● SOURCE TEXT
--- Start ---

In 1716, the great New England clergyman Cotton Mather gave a sermon in Boston on a popular virtue of the day. Preaching on Romans 13:8—which reads, in part, “Owe no man any thing”—Mather urged that Christians should “come into [debt] with the pace of a Tortoise, and get out of it with the flight of an Eagle.” Being deeply in debt, he proclaimed, degraded a man’s ability to remain honest, self-contained, and humble: “It should be a principle with a Good Man, ‘I may not have, what I cannot have.’”

Mather was a classically severe Puritan, but advocacy for such financial restraint wasn’t a radical message at the time. His wary admirer, Benjamin Franklin, would soon translate this Christian idea of debt-free stewardship into a populist language of daily thrift and its rewards. Where Mather warned that debt encouraged self-indulgence, Franklin emphasized that it restricted autonomy and success. “Be industrious and frugal,” he wrote, “and you will be rich.” Franklin’s American version of thrift, intertwined with the ideal of independence, runs throughout the country’s history, buoyed by such varied figures as Mark Twain, Henry Ward Beecher, and John Kenneth Galbraith.

--- End ---

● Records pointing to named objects
--- Start ---

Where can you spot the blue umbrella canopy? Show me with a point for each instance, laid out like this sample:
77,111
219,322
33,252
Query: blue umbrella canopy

--- End ---

● WHAT YOU NEED TO DO
1) Quote every line of the named-object pointing records word for word.
2) Extend the passage on early American views of debt and thrift, picking up after its final sentence.
The records are unrelated to the passage on Cotton Mather and Benjamin Franklin and are kept apart from it.

● TASK RESULTS
1)
Where can you spot the blue umbrella canopy? Show me with a point for each instance, laid out like this sample:
77,111
219,322
33,252
Query: blue umbrella canopy

2)
Like piety and self-denial, however, thrift now seems more quaint than urgent. We can blame formerly easy credit for that, perhaps, or a creeping conventional wisdom that says that shopping is the only response to national troubles. We can blame too many wrongheaded regulations or not enough smart ones. We can even blame the twenty-first-century churches, which have wandered far from Mather’s prudent exhortations. The “prosperity gospel” preached by hugely popular evangelical pastors like Joel Osteen holds that God doesn’t want us to do without.

But if there was a sliver of good news coming out of autumn’s Wall-Street-to-Main-Street bloodletting, it was that thrift, despite its unfashionable status, is poised for a comeback. In October, the John Templeton Foundation hosted a forum to discuss an important new report, “For a New Thrift: Confronting the Debt Culture,” which begins with a call to give more Americans “opportunities to save and build wealth.” Sixty-two scholars signed on to the report, which was produced by the Institute for American Values and several other think tanks from across the ideological spectrum. Panelist David Blankenhorn, one of the report’s authors, organized thrift into three qualities: industry, or work ethic; frugality, or spending less than we earn; and trusteeship, or wisely giving back to worthy causes. Together, they make for a life not of grim tightfistedness, but of generosity, fulfillment, and eventual abundance.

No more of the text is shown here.